> _Supplied records_
====

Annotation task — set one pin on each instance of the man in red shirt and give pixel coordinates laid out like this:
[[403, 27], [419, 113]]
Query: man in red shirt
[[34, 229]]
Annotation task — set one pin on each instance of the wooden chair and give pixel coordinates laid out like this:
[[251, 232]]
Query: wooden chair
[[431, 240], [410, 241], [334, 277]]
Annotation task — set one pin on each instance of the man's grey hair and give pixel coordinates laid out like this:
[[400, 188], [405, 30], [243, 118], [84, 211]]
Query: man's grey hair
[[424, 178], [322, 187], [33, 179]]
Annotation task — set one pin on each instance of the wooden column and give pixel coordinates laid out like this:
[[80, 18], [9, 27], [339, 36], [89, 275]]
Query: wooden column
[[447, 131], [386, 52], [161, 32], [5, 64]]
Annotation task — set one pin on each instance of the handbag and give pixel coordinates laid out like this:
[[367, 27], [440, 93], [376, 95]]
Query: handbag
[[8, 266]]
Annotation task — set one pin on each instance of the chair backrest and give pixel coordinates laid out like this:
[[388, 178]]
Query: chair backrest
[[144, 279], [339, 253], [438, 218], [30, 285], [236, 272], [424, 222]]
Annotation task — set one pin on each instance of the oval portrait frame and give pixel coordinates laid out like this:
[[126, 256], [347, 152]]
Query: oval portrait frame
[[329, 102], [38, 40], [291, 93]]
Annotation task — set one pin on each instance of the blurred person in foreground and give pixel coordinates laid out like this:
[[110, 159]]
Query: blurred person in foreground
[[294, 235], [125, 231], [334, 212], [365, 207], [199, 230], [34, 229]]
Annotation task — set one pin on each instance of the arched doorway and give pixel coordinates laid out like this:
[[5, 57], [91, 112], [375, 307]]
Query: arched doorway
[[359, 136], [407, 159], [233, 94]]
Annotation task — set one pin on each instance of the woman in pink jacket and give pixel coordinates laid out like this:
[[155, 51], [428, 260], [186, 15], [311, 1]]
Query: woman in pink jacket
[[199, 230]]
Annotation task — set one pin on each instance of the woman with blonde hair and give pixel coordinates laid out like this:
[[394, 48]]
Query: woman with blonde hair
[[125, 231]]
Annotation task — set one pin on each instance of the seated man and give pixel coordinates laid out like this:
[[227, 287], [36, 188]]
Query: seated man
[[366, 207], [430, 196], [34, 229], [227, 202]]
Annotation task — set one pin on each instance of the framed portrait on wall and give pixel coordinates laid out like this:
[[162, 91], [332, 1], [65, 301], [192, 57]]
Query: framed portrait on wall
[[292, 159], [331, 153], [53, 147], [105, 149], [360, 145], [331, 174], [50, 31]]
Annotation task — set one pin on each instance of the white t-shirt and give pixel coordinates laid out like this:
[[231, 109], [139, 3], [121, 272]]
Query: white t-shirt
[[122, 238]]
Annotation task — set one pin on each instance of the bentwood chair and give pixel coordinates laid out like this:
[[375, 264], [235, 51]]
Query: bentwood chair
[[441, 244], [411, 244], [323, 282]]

====

> _What you are asked to do_
Reproduce the lines above verbatim, from first to last, without altering any wording, numbers, or punctuation.

> _Exercise output_
Annotation task — set one pin on each instance of the man in red shirt and give pixel coordinates laid out like this:
[[403, 27], [419, 113]]
Query: man in red shirt
[[34, 229]]
Annotation task — set one pin on each instance of the wooden chair and give pixel coordinates laid out like this:
[[251, 232]]
Query: wooden chair
[[431, 240], [410, 241], [334, 277]]
Annotation task — set one pin on each instance of the man's grey hair and give pixel coordinates laid out like this:
[[400, 188], [405, 30], [243, 118], [84, 211]]
Query: man's grey hair
[[424, 178], [322, 187], [33, 179]]
Annotation task — set one pin on each instance of the wooden column and give pixel coordinates laid out like this:
[[80, 18], [9, 27], [339, 36], [89, 275]]
Query: wooden column
[[447, 131], [386, 52], [161, 32], [5, 64]]
Annotation task — set one pin on each instance of the handbag and give pixel coordinates laid out like this:
[[367, 27], [440, 93], [376, 95]]
Query: handbag
[[8, 266]]
Annotation task — set one pin on each instance of the chair backrest and give pixel coordinates laid out like this:
[[388, 178]]
Query: chair backrest
[[144, 279], [339, 253], [438, 218], [30, 285], [236, 272], [424, 222]]
Annotation task — set one pin on each instance of the oval portrait frame and give pixel coordinates laid out like this:
[[126, 256], [347, 152]]
Query: oval portrait frame
[[329, 102], [38, 40], [291, 93]]
Annotation task — set one pin on each instance of the blurred person in foreground and give pixel coordinates laid out like this:
[[110, 159]]
Query: blurred person in foreground
[[294, 235], [125, 231], [334, 212], [365, 207], [199, 230], [34, 229]]
Annotation task — set one pin on each instance of the arched doorway and give pixel coordinates laid out like this:
[[5, 57], [91, 112], [375, 307]]
Query: arched doorway
[[359, 136], [407, 159], [233, 94]]
Annotation task — set one pin on each instance of the woman in pink jacket and give pixel coordinates laid out like this:
[[155, 51], [428, 260], [186, 15], [311, 1]]
Query: woman in pink jacket
[[199, 230]]
Annotation task — set one pin on each instance of the woman with blonde hair and give pixel coordinates laid out like this:
[[394, 48]]
Query: woman with blonde hair
[[125, 231]]
Annotation task — set one pin on each instance of the seated man and give pixel coordinates laid out like this:
[[227, 287], [36, 188]]
Query: seated man
[[366, 207], [430, 196], [34, 229], [227, 202]]
Annotation task — set one pin on each instance of the framed portrait on wall and give pixel coordinates laid out like this:
[[162, 91], [332, 1], [65, 301], [192, 57]]
Query: framed portrait on wall
[[292, 159], [331, 153], [53, 147], [105, 149], [360, 145], [331, 174], [50, 31]]
Annotation task — set one pin on each instance of the white t-shirt and give pixel coordinates laid out like this:
[[231, 109], [139, 3], [121, 272]]
Query: white t-shirt
[[122, 238]]
Annotation task — set one pin on each instance of the bentwood chair and give pixel coordinates laid out like this:
[[375, 264], [235, 51]]
Query: bentwood chair
[[441, 244], [411, 244], [323, 282]]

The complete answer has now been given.